### Exercise
Reproduce the listing exactly, keeping every word as it is.

### Record excerpts
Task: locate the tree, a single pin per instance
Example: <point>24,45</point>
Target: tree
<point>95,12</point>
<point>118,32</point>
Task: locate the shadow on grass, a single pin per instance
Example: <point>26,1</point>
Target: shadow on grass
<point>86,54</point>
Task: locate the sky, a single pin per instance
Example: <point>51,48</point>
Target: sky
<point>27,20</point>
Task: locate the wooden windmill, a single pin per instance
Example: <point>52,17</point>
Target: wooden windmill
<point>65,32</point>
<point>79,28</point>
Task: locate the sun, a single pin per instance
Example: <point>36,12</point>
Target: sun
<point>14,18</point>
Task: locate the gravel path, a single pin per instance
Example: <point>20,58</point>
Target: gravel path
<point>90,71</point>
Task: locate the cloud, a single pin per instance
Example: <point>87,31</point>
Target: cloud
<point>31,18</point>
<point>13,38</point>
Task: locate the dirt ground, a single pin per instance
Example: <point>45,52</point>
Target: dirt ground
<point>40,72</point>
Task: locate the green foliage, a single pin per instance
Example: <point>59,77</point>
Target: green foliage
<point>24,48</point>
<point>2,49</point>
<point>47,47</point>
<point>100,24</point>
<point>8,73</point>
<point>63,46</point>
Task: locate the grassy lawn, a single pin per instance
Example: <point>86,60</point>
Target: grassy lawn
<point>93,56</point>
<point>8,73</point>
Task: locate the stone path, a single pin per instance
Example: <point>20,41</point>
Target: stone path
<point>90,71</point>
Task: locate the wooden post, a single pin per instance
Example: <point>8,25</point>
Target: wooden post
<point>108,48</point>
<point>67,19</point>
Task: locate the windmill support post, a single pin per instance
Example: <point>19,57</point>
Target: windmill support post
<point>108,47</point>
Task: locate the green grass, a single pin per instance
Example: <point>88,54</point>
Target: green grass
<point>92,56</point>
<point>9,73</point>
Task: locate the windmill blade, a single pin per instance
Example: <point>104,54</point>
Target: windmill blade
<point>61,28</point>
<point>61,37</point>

### Output
Task: locate the tree, a single pin per instance
Example: <point>24,45</point>
Target: tree
<point>95,12</point>
<point>118,32</point>
Task: locate the shadow on grass, a single pin per instance
Example: <point>26,1</point>
Target: shadow on grass
<point>86,54</point>
Task: locate the sky, a single pin per instance
Example: <point>51,48</point>
Target: sky
<point>27,20</point>
Task: locate the wooden windmill, a single pin per instance
Example: <point>52,17</point>
Target: wooden windmill
<point>65,32</point>
<point>79,28</point>
Task: locate the sun, a single pin per instance
Example: <point>36,12</point>
Target: sun
<point>14,18</point>
Task: locate the gravel path, a single pin per instance
Example: <point>20,58</point>
Target: gravel path
<point>90,71</point>
Task: locate the cloud, a single pin per instance
Example: <point>87,31</point>
Target: cloud
<point>31,18</point>
<point>13,38</point>
Task: locate the dirt ground, a single pin per instance
Example: <point>45,52</point>
Target: dirt ground
<point>40,72</point>
Task: locate the green foliage, a single pin per instance
Example: <point>59,77</point>
Target: green foliage
<point>24,48</point>
<point>2,49</point>
<point>47,47</point>
<point>100,24</point>
<point>8,73</point>
<point>63,46</point>
Task: locate the grassy lawn, a single pin per instance
Example: <point>86,60</point>
Target: grassy lawn
<point>93,56</point>
<point>8,73</point>
Task: locate the stone path, a single pin per instance
Example: <point>20,41</point>
Target: stone path
<point>90,71</point>
Task: locate the wooden post, a single pin per instance
Example: <point>8,25</point>
Target: wooden post
<point>108,48</point>
<point>67,19</point>
Task: locate the windmill support post, a single pin per instance
Example: <point>19,57</point>
Target: windmill support post
<point>108,47</point>
Task: locate the green grass, a single pin per instance
Example: <point>88,54</point>
Target: green grass
<point>92,56</point>
<point>9,73</point>
Task: locate the windmill blade, a single pin per instance
Example: <point>104,54</point>
Target: windmill blade
<point>61,28</point>
<point>61,37</point>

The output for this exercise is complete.